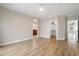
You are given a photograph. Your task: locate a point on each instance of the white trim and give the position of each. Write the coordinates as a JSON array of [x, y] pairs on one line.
[[15, 41], [60, 38]]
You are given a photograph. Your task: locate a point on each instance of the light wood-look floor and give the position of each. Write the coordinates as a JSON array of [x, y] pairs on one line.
[[41, 47]]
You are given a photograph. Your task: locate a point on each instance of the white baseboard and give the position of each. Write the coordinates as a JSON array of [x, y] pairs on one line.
[[15, 41]]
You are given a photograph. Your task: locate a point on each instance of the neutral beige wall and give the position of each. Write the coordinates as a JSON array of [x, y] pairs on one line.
[[14, 26]]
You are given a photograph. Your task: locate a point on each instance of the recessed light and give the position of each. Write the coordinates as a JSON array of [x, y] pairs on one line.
[[35, 20], [41, 9]]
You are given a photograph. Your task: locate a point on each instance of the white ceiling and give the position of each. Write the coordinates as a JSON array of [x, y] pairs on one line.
[[50, 9]]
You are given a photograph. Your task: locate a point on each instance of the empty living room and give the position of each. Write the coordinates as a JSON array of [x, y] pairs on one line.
[[39, 29]]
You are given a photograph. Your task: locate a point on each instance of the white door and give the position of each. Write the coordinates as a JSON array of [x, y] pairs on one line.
[[72, 30]]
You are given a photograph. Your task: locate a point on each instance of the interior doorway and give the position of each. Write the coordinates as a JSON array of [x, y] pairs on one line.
[[53, 28], [35, 27]]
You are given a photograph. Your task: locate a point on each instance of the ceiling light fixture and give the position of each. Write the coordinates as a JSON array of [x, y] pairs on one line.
[[41, 7]]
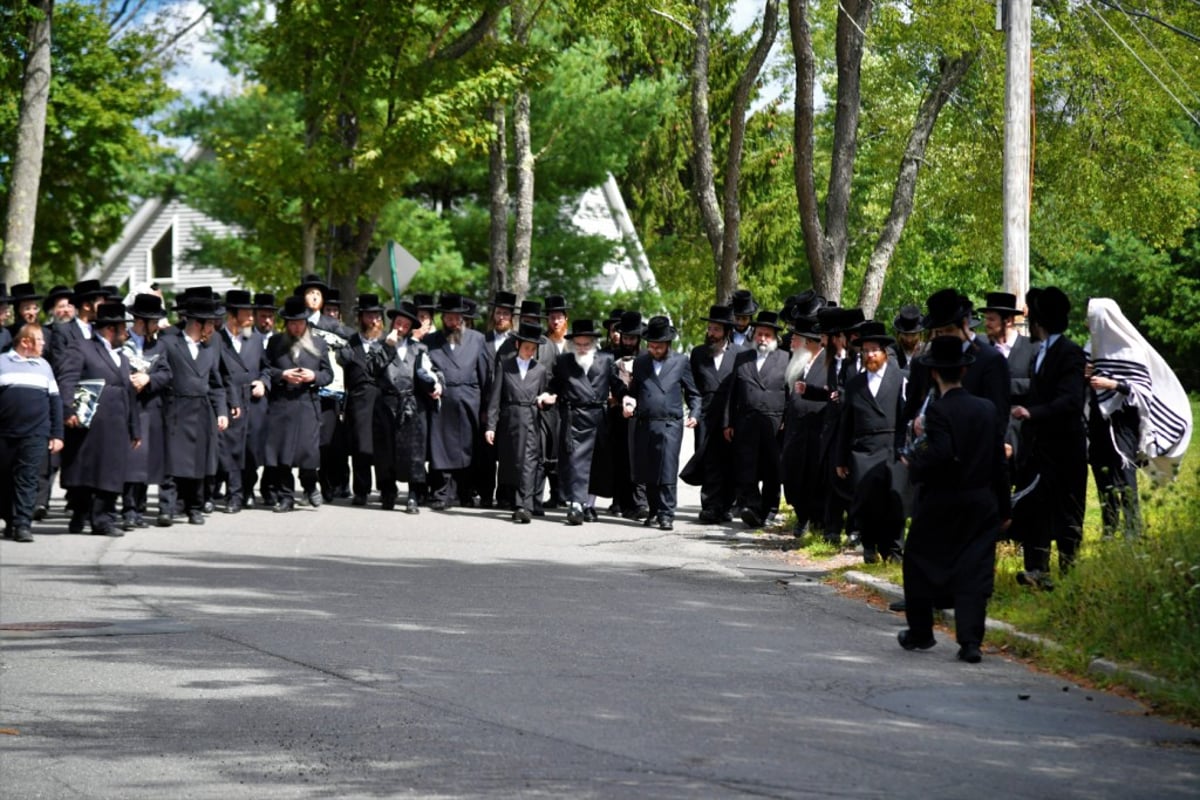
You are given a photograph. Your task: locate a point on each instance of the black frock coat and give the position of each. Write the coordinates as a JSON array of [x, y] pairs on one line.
[[658, 419], [582, 414], [293, 428], [360, 395], [97, 457], [192, 402], [454, 425], [514, 415], [961, 499], [402, 409]]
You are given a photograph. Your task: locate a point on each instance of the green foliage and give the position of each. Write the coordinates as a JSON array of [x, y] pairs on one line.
[[100, 151]]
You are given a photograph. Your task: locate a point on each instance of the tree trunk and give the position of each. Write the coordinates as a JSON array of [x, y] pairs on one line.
[[727, 271], [703, 173], [498, 182], [943, 85], [27, 170]]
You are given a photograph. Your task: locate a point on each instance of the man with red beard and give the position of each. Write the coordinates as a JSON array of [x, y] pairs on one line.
[[868, 440]]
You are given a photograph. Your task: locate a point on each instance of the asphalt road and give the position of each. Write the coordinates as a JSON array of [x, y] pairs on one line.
[[354, 653]]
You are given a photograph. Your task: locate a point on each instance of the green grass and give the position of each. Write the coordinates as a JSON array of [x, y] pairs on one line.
[[1135, 602]]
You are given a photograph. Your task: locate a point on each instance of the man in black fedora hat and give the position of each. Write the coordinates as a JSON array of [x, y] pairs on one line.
[[361, 392], [868, 439], [629, 495], [1054, 443], [102, 426], [196, 408], [298, 366], [753, 419], [583, 380], [960, 470], [712, 462], [244, 367], [461, 355], [147, 464], [520, 391], [661, 385]]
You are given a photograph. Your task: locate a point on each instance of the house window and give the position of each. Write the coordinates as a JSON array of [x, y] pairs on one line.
[[162, 257]]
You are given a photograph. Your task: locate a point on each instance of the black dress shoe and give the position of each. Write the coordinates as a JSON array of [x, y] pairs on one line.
[[910, 643], [970, 653], [750, 518]]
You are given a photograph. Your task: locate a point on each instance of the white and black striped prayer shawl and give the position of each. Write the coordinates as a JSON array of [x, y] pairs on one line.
[[1120, 352]]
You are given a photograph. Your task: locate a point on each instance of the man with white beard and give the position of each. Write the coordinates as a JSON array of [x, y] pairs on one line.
[[753, 419], [583, 379], [803, 420]]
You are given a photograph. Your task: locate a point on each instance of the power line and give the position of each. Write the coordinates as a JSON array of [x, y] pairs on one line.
[[1144, 65]]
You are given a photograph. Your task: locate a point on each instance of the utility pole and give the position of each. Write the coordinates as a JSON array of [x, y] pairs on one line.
[[1017, 145]]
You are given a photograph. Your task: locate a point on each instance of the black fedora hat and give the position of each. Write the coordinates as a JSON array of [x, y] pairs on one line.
[[54, 295], [1001, 302], [874, 331], [294, 308], [1050, 308], [87, 290], [148, 306], [531, 308], [583, 328], [108, 313], [367, 302], [312, 281], [407, 310], [743, 304], [504, 300], [451, 302], [528, 332], [946, 353], [945, 308], [720, 314], [631, 324], [767, 319], [238, 299], [23, 293], [907, 320], [659, 329]]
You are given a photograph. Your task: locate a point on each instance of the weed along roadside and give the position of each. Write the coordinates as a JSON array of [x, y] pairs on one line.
[[1127, 614]]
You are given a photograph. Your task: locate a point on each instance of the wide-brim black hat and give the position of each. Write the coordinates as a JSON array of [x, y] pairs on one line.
[[451, 304], [1001, 302], [148, 306], [874, 331], [720, 314], [369, 302], [659, 329], [527, 332], [945, 308], [238, 299], [23, 293], [55, 294], [946, 353], [294, 308], [583, 328], [907, 320], [407, 310]]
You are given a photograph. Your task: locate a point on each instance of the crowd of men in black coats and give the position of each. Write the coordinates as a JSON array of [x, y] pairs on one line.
[[813, 402]]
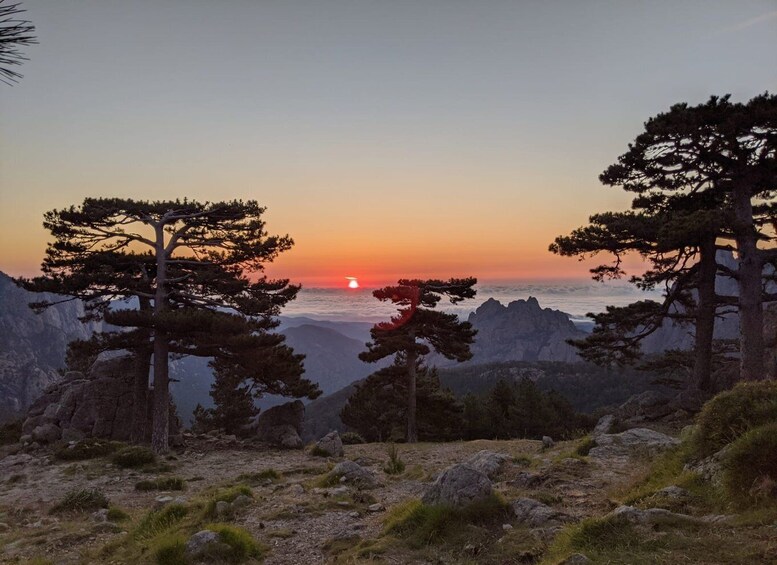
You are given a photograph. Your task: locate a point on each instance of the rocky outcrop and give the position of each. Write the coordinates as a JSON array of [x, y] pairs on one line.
[[33, 346], [637, 441], [281, 425], [458, 485], [331, 445], [522, 331], [98, 405]]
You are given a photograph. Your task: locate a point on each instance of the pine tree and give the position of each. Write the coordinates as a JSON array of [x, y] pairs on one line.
[[418, 329]]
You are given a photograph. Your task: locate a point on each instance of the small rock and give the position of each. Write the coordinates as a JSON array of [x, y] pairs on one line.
[[458, 485], [161, 501], [331, 444]]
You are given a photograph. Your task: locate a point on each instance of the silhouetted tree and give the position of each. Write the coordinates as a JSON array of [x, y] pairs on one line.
[[418, 329], [13, 34]]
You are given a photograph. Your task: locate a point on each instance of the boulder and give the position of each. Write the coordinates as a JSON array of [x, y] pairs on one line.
[[352, 473], [487, 462], [281, 425], [535, 514], [631, 442], [203, 543], [331, 444], [458, 485]]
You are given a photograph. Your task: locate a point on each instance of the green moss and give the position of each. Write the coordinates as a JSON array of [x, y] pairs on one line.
[[81, 501], [89, 448], [133, 456], [161, 483], [750, 467], [731, 414]]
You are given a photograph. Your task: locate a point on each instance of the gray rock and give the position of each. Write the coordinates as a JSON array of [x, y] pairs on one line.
[[354, 474], [603, 426], [458, 485], [281, 425], [487, 462], [202, 543], [331, 444], [631, 442], [46, 433], [536, 514]]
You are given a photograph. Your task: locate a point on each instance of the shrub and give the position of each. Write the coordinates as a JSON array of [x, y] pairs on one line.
[[395, 465], [10, 432], [87, 449], [133, 456], [162, 483], [732, 413], [158, 521], [750, 468], [81, 501], [352, 438], [423, 524]]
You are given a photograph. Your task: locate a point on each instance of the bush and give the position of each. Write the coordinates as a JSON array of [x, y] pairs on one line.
[[133, 456], [423, 524], [10, 432], [750, 468], [732, 413], [81, 501], [352, 438], [87, 449], [162, 483], [395, 465], [158, 521]]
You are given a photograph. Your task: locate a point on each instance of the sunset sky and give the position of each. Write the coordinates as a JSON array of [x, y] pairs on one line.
[[388, 138]]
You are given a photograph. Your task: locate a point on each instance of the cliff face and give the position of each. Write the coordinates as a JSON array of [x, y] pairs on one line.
[[32, 346], [522, 331]]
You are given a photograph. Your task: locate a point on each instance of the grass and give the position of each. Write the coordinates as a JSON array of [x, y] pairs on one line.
[[422, 524], [89, 448], [133, 456], [81, 501], [161, 483], [395, 465]]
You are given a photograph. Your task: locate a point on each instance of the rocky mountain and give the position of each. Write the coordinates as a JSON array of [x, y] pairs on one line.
[[522, 331], [32, 346]]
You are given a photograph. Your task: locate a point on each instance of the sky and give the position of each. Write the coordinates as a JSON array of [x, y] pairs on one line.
[[388, 138]]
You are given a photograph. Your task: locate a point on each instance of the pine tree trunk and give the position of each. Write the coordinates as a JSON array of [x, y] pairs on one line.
[[140, 395], [751, 341], [161, 425], [412, 432], [705, 316]]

------------------------------------------------

## ABOUT THIS TASK
Your task is to reproduce exactly the lines that begin at the line containing "the rocky mountain" and end at the final line of the data above.

## RESPONSE AREA
You are given a photograph. Your task: locate a point on each instance of the rocky mountain and give the position of each. Write the coordinates as a JSON array of [x, y] pairs on one line.
[[522, 331], [32, 346]]
You are given a photograph. Your task: locate a point on each instance of the sky and give the position of each. Write the coordinates as a JSON array of [x, y] pairs on one line.
[[388, 138]]
You are given a photograph. Your task: locate a point on each instance of the pine tree trunk and give the position of each. Write the coordinates as a JSON array of [x, y] pairs on one line.
[[140, 395], [751, 341], [161, 425], [412, 432], [705, 316]]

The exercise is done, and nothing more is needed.